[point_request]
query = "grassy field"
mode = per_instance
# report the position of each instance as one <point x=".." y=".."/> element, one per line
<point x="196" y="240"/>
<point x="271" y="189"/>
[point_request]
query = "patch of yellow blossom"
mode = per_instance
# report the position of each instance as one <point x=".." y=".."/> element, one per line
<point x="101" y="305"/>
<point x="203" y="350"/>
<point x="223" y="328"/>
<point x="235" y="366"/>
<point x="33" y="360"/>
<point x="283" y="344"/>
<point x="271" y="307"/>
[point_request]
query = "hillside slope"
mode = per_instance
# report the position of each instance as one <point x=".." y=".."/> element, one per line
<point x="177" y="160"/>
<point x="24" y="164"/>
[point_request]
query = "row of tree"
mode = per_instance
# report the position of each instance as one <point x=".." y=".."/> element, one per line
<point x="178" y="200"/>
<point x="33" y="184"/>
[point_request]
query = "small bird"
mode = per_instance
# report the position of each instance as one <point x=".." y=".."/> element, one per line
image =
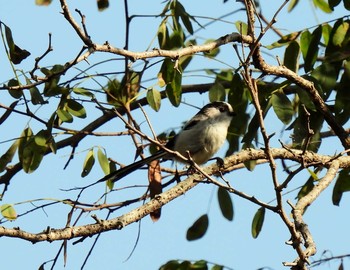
<point x="201" y="137"/>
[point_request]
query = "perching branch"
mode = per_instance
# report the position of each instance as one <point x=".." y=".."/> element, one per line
<point x="309" y="159"/>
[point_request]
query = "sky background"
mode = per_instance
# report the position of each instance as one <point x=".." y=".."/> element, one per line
<point x="226" y="243"/>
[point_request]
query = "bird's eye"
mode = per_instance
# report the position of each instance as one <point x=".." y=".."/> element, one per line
<point x="222" y="109"/>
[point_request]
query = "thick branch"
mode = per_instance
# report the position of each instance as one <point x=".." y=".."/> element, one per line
<point x="309" y="159"/>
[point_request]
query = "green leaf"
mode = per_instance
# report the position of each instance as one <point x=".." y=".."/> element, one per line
<point x="291" y="56"/>
<point x="154" y="99"/>
<point x="217" y="92"/>
<point x="213" y="53"/>
<point x="32" y="156"/>
<point x="88" y="163"/>
<point x="326" y="33"/>
<point x="340" y="34"/>
<point x="75" y="108"/>
<point x="241" y="27"/>
<point x="170" y="265"/>
<point x="16" y="53"/>
<point x="342" y="185"/>
<point x="283" y="41"/>
<point x="282" y="107"/>
<point x="305" y="40"/>
<point x="83" y="92"/>
<point x="173" y="89"/>
<point x="306" y="188"/>
<point x="292" y="5"/>
<point x="163" y="35"/>
<point x="8" y="156"/>
<point x="64" y="116"/>
<point x="258" y="222"/>
<point x="333" y="3"/>
<point x="326" y="75"/>
<point x="199" y="265"/>
<point x="102" y="4"/>
<point x="103" y="161"/>
<point x="30" y="153"/>
<point x="35" y="95"/>
<point x="25" y="136"/>
<point x="225" y="203"/>
<point x="112" y="168"/>
<point x="185" y="18"/>
<point x="312" y="49"/>
<point x="198" y="229"/>
<point x="8" y="212"/>
<point x="323" y="5"/>
<point x="346" y="4"/>
<point x="15" y="93"/>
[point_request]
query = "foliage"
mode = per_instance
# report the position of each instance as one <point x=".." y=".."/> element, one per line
<point x="307" y="93"/>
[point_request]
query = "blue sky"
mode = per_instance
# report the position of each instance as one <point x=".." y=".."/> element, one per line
<point x="226" y="243"/>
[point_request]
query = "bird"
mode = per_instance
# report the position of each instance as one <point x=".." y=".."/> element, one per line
<point x="202" y="136"/>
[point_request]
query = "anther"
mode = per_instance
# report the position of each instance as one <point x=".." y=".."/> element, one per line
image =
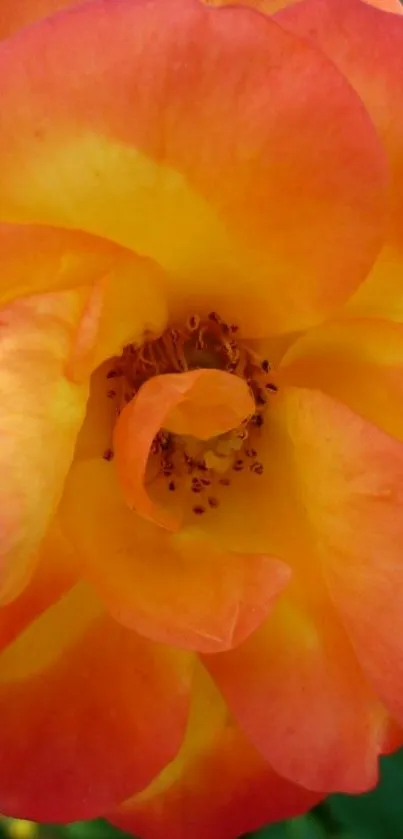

EXERCISE = From the records above, filter out and copy every line that contains the word "bird", treating uppercase and lowercase as different.

CORRECT ANSWER =
query = "small bird"
query = "bird's eye"
query = "bird"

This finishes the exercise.